> **AIM OF THE TASK**: Scan the entries for the word "polygon" and report how many lines contain it, as a number with no other words.

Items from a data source
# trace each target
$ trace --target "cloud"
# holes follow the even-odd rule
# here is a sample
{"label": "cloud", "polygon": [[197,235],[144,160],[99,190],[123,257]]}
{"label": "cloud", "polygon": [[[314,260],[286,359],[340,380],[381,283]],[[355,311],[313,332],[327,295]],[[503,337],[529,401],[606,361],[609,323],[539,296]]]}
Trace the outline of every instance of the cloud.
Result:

> **COMPLETED TASK**: 2